What you are asked to do: What you return must be the full data, repeated verbatim, with no pictures in it.

Supplied data:
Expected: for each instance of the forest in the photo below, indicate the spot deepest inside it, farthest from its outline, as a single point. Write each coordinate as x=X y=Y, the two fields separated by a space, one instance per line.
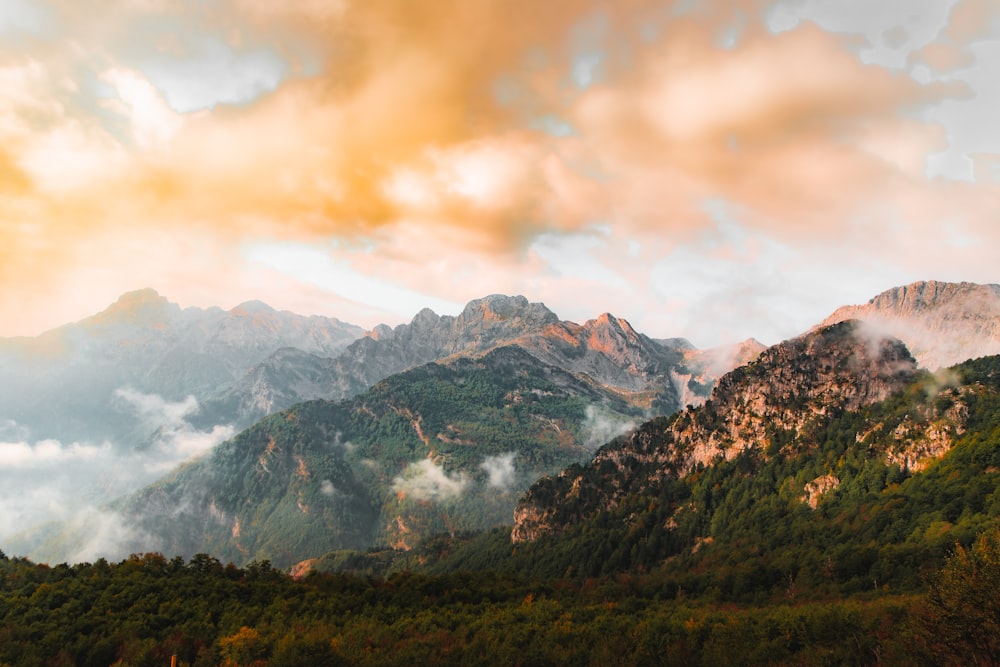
x=146 y=609
x=725 y=565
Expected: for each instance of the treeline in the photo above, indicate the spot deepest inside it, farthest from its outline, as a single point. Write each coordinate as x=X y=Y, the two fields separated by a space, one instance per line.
x=145 y=609
x=740 y=530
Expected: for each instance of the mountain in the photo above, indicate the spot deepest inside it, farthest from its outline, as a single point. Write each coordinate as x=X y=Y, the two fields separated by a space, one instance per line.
x=65 y=384
x=606 y=349
x=941 y=323
x=442 y=447
x=791 y=389
x=830 y=467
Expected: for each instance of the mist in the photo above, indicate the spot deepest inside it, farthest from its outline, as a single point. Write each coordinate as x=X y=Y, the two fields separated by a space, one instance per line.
x=55 y=496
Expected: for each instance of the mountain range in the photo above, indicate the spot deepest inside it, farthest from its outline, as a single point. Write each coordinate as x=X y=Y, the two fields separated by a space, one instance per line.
x=443 y=425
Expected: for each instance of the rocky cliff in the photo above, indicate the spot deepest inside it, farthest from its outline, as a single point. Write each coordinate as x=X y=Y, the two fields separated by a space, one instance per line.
x=62 y=384
x=607 y=350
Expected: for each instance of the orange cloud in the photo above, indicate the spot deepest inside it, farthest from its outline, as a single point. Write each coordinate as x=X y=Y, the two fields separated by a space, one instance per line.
x=418 y=120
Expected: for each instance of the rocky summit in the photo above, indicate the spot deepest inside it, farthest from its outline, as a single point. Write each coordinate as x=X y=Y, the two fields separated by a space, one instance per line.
x=791 y=388
x=941 y=323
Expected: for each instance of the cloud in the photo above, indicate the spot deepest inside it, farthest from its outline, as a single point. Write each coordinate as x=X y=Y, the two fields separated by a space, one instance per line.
x=424 y=480
x=154 y=410
x=412 y=146
x=48 y=453
x=500 y=470
x=174 y=439
x=601 y=426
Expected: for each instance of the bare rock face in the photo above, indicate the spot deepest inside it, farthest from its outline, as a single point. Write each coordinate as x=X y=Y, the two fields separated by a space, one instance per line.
x=792 y=386
x=62 y=383
x=941 y=323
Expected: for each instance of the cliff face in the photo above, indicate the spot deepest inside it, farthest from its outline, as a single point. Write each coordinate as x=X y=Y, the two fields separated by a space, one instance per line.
x=62 y=383
x=791 y=388
x=941 y=323
x=607 y=350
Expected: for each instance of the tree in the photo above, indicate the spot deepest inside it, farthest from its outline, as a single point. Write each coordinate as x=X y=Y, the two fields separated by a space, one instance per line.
x=960 y=619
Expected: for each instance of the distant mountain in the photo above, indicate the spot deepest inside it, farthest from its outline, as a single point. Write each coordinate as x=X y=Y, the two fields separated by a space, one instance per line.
x=792 y=388
x=63 y=383
x=941 y=323
x=439 y=448
x=831 y=466
x=607 y=350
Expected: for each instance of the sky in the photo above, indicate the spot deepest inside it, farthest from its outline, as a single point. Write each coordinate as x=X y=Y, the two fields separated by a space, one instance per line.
x=715 y=170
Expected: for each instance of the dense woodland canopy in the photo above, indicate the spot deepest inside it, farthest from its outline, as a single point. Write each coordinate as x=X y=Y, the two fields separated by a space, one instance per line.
x=894 y=568
x=146 y=608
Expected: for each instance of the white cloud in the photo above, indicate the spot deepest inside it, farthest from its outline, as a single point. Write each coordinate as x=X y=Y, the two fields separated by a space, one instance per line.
x=48 y=453
x=500 y=470
x=426 y=481
x=601 y=425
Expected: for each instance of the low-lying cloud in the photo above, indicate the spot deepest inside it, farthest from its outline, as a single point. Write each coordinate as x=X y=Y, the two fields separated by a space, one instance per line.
x=425 y=480
x=601 y=426
x=47 y=480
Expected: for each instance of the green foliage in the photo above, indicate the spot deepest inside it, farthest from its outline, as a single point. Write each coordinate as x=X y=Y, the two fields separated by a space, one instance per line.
x=960 y=620
x=740 y=529
x=146 y=608
x=325 y=476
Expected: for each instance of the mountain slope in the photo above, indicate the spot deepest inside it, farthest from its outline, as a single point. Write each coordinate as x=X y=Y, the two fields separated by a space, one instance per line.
x=791 y=389
x=606 y=349
x=443 y=447
x=864 y=500
x=62 y=384
x=941 y=323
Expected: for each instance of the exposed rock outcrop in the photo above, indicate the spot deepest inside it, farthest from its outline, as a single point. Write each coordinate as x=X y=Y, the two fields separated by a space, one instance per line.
x=941 y=323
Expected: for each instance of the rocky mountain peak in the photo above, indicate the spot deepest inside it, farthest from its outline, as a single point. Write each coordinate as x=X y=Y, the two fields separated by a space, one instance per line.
x=931 y=294
x=502 y=308
x=143 y=307
x=251 y=308
x=790 y=389
x=941 y=323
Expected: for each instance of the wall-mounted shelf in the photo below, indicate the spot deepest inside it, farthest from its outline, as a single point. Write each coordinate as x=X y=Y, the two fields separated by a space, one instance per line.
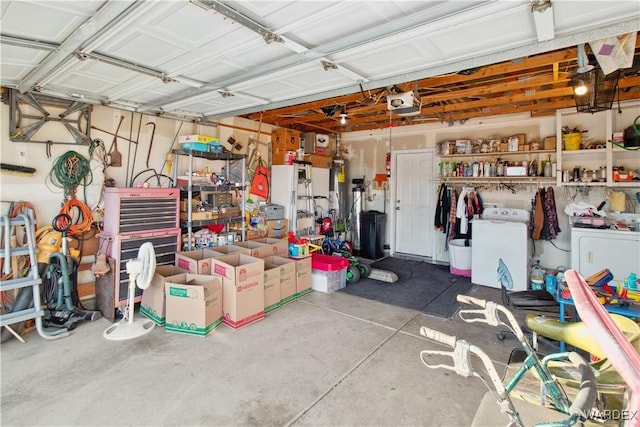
x=500 y=180
x=599 y=128
x=498 y=154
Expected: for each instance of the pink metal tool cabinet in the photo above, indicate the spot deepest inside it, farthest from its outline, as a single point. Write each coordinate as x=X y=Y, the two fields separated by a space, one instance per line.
x=135 y=210
x=112 y=288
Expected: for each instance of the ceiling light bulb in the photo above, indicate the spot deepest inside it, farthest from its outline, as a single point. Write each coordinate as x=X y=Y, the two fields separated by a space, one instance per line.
x=580 y=90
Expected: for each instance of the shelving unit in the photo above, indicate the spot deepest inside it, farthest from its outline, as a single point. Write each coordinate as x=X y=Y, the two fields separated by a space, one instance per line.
x=528 y=156
x=190 y=188
x=600 y=127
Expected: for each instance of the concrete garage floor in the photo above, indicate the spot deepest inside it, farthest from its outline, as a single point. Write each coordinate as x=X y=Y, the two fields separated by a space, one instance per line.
x=324 y=360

Answer area:
Expected: for each instance of the forest in the photo below, indicate the spot deepest inside it, farthest from its outline, as a single point. Write each coordinate as x=X y=Y, the two fields separated by a space, one instance per line.
x=146 y=609
x=725 y=565
Expected: for each instance of the treeline in the photo above, indicate the spot deepest inside it, farthest from its outline, as a single point. Write each coordinate as x=X y=Y, the two fields separated by a space, one instance per line.
x=145 y=609
x=740 y=530
Expected: for each instance of the mountain in the photo above, indicate the spot deepest inside it, farthest from its outline, as a single point. Write each coordinate as x=X y=Y, the two fields separated by a space, one instance per line.
x=65 y=384
x=606 y=349
x=941 y=323
x=442 y=447
x=791 y=389
x=830 y=467
Expected: for each instance of the mist in the photo above, indicate the spot deepest inside it, farthest from its outline, as a single point. Write each coordinate as x=X y=Y, the two fields separated by a space, one instance per line.
x=55 y=496
Expected: for each instance of the mountain range in the photo above, indicate the spot deepest inside it, farthest from its outline, as a single point. Write each coordinate as x=X y=Y, the two fields separated by a space, one instance per line.
x=443 y=425
Expected: for each instance of the rocky cliff in the photo above, indicate the spot deepest inside it, farthest from its outline, as a single point. Write each coordinate as x=X y=Y, the two fields separated by a space, one instance per line.
x=62 y=384
x=607 y=350
Expected: for each instance of the orange cloud in the photo above, indicate the spot deepest inside it, farthest from its outline, as a single point. Write each coordinate as x=X y=Y, the two fields separated by a space, one instance per line.
x=418 y=120
Expected: for each instance of the rocky summit in the photo above, indicate the spot deepest inside it, farthest from its outline, as a single point. Write each coordinate as x=X y=Y, the two fields separated by a space, one instance per line.
x=791 y=388
x=941 y=323
Expected: for each instance of the cloud in the photo above, indicate the spot deepest inside it, farthest from its outline, as a single point. Write each coordinate as x=X y=Y, the two fields separated by a space, one instance per line.
x=424 y=480
x=154 y=410
x=412 y=146
x=48 y=453
x=500 y=470
x=174 y=439
x=601 y=426
Expected: for each instance of the bare rock face in the photo above, indicate the spot deepest inside it, farthest from its outline, as a single point. Write each coordinate as x=X y=Y, the two fields separated by a space, one instance per line.
x=792 y=386
x=62 y=383
x=941 y=323
Expected: for each instance of the cliff face in the photo above, indicate the spot deepest inside it, farthest from its outline, as a single point. Write each coordinate as x=X y=Y, the two fields separated by a space, one instance per line.
x=62 y=383
x=791 y=388
x=941 y=323
x=607 y=350
Expected: for each instance of the tree in the photo above, indicate the spot deepest inside it, farthest from its outline, as a single point. Write each coordinate as x=X y=Y, the two fields separated by a space, one instance per line.
x=960 y=619
Expected: for each instance of the distant mountain in the photo above, indicate the spot deepest inside it, farthest from its outline, as a single point. Write each coordinate as x=X y=Y, the two fields separated by a space, one instance per line.
x=792 y=388
x=63 y=383
x=941 y=323
x=439 y=448
x=831 y=466
x=607 y=350
Expected: for each instance of the sky in the photo above, indicate the spot deepest inside it, farthest from its outline, as a single point. Write each coordinate as x=X y=Y, the two fields separated by a space, one instance per line.
x=715 y=170
Expected: for each instance of the dense woodland canopy in the photo above, indicate the spot deepest inside it, farthest from its outline, as a single point. Write each coordinate as x=X y=Y, the two fields separated by a space, one instance per line.
x=894 y=568
x=146 y=608
Expected: for each instance of the white cloud in the photo above, indicate the spot deepest inside it, farthest from its outline, as a single point. Write each coordinate as x=X y=Y, the two fields separated by a space, one instance per line.
x=48 y=453
x=500 y=470
x=426 y=481
x=601 y=425
Expected: for each instance of the low-lying cloud in the photo above, indicate the spot deepest inside it, farthest from its outline, as a single point. Write each coordinate as x=X y=Y, the two fields separated by a space, one instance per line.
x=425 y=480
x=601 y=426
x=47 y=480
Expected: for each instance of the green foliage in the photo above, indicate the spot deepest inside it, farthest from its outline, as a single point. Write each coordinate as x=X y=Y, the two fields separated by a space, one instance per line.
x=960 y=620
x=740 y=529
x=146 y=608
x=325 y=476
Expected: for each instance of the mountain slope in the photo above, indicate the spot deepest inside it, farthest from its outline, as a single point. Write each coordinate as x=X y=Y, the two fields separated by a space, one instance per line.
x=791 y=389
x=606 y=349
x=443 y=447
x=864 y=500
x=62 y=384
x=941 y=323
Expected: for each instance of the exposed rock outcrop in the photo above, indicate the spot deepest inside it, farthest from its outline, as a single point. Write each coordinate as x=X y=Y, the two fields separated by a space, one instance per line.
x=941 y=323
Expected: for each instance of the rocky mountain peak in the photo above, indicate the spot deepest inside it, farthest from its outline, as a single point. Write each coordinate as x=X y=Y, the two fields separated by a space, one instance per line.
x=931 y=294
x=502 y=308
x=143 y=307
x=251 y=308
x=790 y=389
x=941 y=323
Expected: for each instance of the wall-mounted shelf in the photo below, indicate the spot deepest inside it, farthest from its outline, as a single point. Write each coordinate as x=X y=Y, the two fields separated by a space, one instance per line.
x=500 y=180
x=599 y=128
x=498 y=154
Expected: for each instance of the pink metal tool cabinet in the photo above, indicate the spot deepest inside it, farthest from its outline, as a single point. Write each coordinate as x=X y=Y, the two fields separated by a space, one instance per line.
x=135 y=210
x=112 y=288
Expected: for each instance of the ceiling light bulb in the photo above, indicate the spot deepest inside it, farthest from its outline, as a single point. Write each coordinate as x=X y=Y, the two fields separated by a space, one instance per line.
x=580 y=90
Expected: for each instance of the shelving unit in the photo above, indicate the spot deepest inside it, farthest from its outline, as a single point. Write each coordinate as x=X y=Y, the two fields separated by a space, one instance per line.
x=528 y=156
x=190 y=188
x=600 y=127
Expected: for each instance of the concrete garage floor in the photo above, indicate the spot deepest inside it, farthest from its outline, as a single point. Write each coordinate as x=X y=Y, the two fields separated by a space, one instance per line.
x=324 y=360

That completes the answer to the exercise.